SUPPLIED RECORDS
------
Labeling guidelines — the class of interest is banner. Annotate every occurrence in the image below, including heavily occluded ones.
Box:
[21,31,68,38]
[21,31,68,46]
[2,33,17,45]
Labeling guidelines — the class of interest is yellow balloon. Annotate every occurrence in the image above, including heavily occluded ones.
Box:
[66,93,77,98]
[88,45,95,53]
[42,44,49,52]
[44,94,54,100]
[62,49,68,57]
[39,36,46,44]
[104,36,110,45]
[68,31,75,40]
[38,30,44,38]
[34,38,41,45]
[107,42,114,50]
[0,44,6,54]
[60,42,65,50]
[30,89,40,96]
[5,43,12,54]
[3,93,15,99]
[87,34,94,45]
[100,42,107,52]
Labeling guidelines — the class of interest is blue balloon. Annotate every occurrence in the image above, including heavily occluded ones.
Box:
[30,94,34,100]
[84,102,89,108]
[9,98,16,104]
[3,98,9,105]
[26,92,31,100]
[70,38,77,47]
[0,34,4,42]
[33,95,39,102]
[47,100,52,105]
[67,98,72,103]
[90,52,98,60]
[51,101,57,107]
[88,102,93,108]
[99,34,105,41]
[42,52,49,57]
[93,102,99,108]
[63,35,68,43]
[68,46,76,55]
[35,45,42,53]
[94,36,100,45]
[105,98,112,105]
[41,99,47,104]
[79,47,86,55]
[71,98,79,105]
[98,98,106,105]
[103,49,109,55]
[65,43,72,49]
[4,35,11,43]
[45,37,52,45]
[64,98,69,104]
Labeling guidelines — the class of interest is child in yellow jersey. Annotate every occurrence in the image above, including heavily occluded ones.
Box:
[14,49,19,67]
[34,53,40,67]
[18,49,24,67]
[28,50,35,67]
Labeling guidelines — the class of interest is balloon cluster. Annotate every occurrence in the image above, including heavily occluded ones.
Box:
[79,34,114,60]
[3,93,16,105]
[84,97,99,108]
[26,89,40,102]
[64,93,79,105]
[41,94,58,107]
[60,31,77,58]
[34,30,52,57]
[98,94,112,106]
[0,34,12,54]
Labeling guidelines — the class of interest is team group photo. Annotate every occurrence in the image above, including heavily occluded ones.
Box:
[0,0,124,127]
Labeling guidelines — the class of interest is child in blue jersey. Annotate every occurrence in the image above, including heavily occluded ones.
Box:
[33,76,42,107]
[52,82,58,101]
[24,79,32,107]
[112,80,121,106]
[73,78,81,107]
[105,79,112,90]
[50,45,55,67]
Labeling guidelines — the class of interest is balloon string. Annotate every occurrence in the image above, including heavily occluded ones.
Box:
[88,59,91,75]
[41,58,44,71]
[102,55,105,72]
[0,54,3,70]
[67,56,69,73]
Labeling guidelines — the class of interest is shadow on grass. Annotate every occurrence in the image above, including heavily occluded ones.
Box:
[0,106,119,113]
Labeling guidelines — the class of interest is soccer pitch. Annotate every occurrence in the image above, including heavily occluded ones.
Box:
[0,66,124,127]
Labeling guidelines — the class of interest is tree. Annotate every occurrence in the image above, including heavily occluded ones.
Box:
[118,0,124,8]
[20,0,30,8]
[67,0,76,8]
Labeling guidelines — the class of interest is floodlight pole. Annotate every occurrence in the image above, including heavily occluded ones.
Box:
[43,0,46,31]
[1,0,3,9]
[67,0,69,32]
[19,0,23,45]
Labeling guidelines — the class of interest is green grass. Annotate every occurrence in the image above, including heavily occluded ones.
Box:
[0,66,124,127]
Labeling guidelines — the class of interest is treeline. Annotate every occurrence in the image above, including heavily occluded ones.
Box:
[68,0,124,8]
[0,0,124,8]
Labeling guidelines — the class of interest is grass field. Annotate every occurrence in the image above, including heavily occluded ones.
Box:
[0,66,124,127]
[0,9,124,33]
------
EXERCISE REQUIREMENTS
Render every line of the entries above as a JSON array of strings, one string per line, omitting any blank lines.

THE ANSWER
[
  "Labeling guidelines — the class of interest is banner. Annotate every occurrence in the image below, including heavily occluded ones.",
  "Box:",
  "[21,31,68,38]",
  "[21,31,68,46]",
  "[2,33,17,45]",
  "Labeling guidelines — the class of interest is yellow balloon. Annotate every occurrence in the image above, including heavily occluded ones.",
  "Box:",
  "[66,93,77,98]",
  "[88,45,95,53]",
  "[42,44,49,52]",
  "[44,94,54,100]",
  "[62,49,68,57]",
  "[39,36,46,44]",
  "[104,36,110,45]",
  "[68,31,75,40]",
  "[38,30,44,38]",
  "[34,38,41,45]",
  "[107,42,114,50]",
  "[0,44,6,54]",
  "[60,42,65,50]",
  "[30,89,40,96]",
  "[5,43,12,54]",
  "[3,93,15,99]",
  "[87,34,94,45]",
  "[100,42,107,52]",
  "Labeling guidelines — the class of interest is blue balloon. Annotate every occurrence in the image above, including heavily occluded ones.",
  "Box:",
  "[30,94,34,100]",
  "[84,102,89,108]",
  "[9,98,16,104]",
  "[3,98,9,105]",
  "[26,92,31,100]",
  "[70,38,77,47]",
  "[0,34,4,42]",
  "[33,95,39,102]",
  "[47,100,52,105]",
  "[67,98,72,103]",
  "[90,52,98,60]",
  "[51,101,57,107]",
  "[88,102,93,108]",
  "[99,34,105,41]",
  "[42,52,49,57]",
  "[93,102,99,108]",
  "[63,35,68,43]",
  "[68,46,76,55]",
  "[35,45,42,53]",
  "[94,36,100,45]",
  "[105,98,112,105]",
  "[41,99,47,104]",
  "[79,47,86,55]",
  "[71,98,79,105]",
  "[98,98,106,105]",
  "[103,49,109,55]",
  "[65,43,72,49]",
  "[4,35,11,43]",
  "[45,37,52,45]",
  "[64,98,69,104]",
  "Labeling guidelines — the class of interest is child in yellow jersey. Annotate every occurrence in the image above, including heavily occluded ones.",
  "Box:",
  "[14,49,19,67]",
  "[34,53,40,67]",
  "[18,49,24,67]",
  "[28,50,35,67]",
  "Labeling guidelines — the class of interest is balloon cluster. Annotate every occurrence in the image above, including heavily occluded ones.",
  "Box:",
  "[79,34,114,60]",
  "[3,93,16,105]",
  "[84,97,99,108]",
  "[26,89,40,102]",
  "[64,93,79,105]",
  "[41,94,58,107]",
  "[60,31,77,58]",
  "[34,30,52,57]",
  "[98,94,112,106]",
  "[0,34,12,54]",
  "Labeling guidelines — the class of interest is team group photo. Annotate every occurrence in the image above, including heavily occluded ones.",
  "Box:",
  "[0,0,124,127]",
  "Labeling guidelines — the class of interest is child in blue jersey. Annotate every occurrence in the image above, including heavily occluded ones.",
  "Box:",
  "[33,76,42,107]",
  "[52,82,58,101]",
  "[24,79,32,107]",
  "[112,80,121,106]",
  "[73,78,81,107]",
  "[105,79,112,90]",
  "[50,45,55,67]",
  "Labeling guidelines — the class of interest is balloon string. Annotate every occurrence in the image above, including heavily occluded ones.",
  "Box:",
  "[88,59,91,75]",
  "[41,58,44,71]",
  "[102,55,105,72]",
  "[0,54,3,70]",
  "[67,56,69,73]",
  "Labeling guidelines — the class of interest is shadow on grass. Annotate every occurrence in the image above, including heavily occluded ones.",
  "Box:",
  "[0,106,119,113]",
  "Labeling guidelines — the class of interest is soccer pitch. Annotate every occurrence in the image above, including heavily occluded ones.",
  "Box:",
  "[0,66,124,127]",
  "Labeling guidelines — the class of interest is tree. Annotate every occurrence in the image above, including heavily occluded ones.",
  "Box:",
  "[118,0,124,8]",
  "[20,0,30,8]",
  "[67,0,76,8]",
  "Labeling guidelines — the class of interest is floodlight pole. Annotate every occurrence in the image above, including heavily occluded ones.",
  "Box:",
  "[43,0,46,31]",
  "[1,0,3,9]",
  "[67,0,69,32]",
  "[19,0,23,45]",
  "Labeling guidelines — the class of interest is green grass. Annotate every occurrence in the image above, including heavily occluded ones.",
  "Box:",
  "[0,66,124,127]",
  "Labeling guidelines — the class of interest is treeline. Annotate every occurrence in the image above, including heavily occluded ones.",
  "Box:",
  "[68,0,124,8]",
  "[0,0,124,8]",
  "Labeling guidelines — the class of interest is grass field. Annotate every occurrence in the image above, including heavily occluded ones.",
  "Box:",
  "[0,66,124,127]",
  "[0,9,124,33]"
]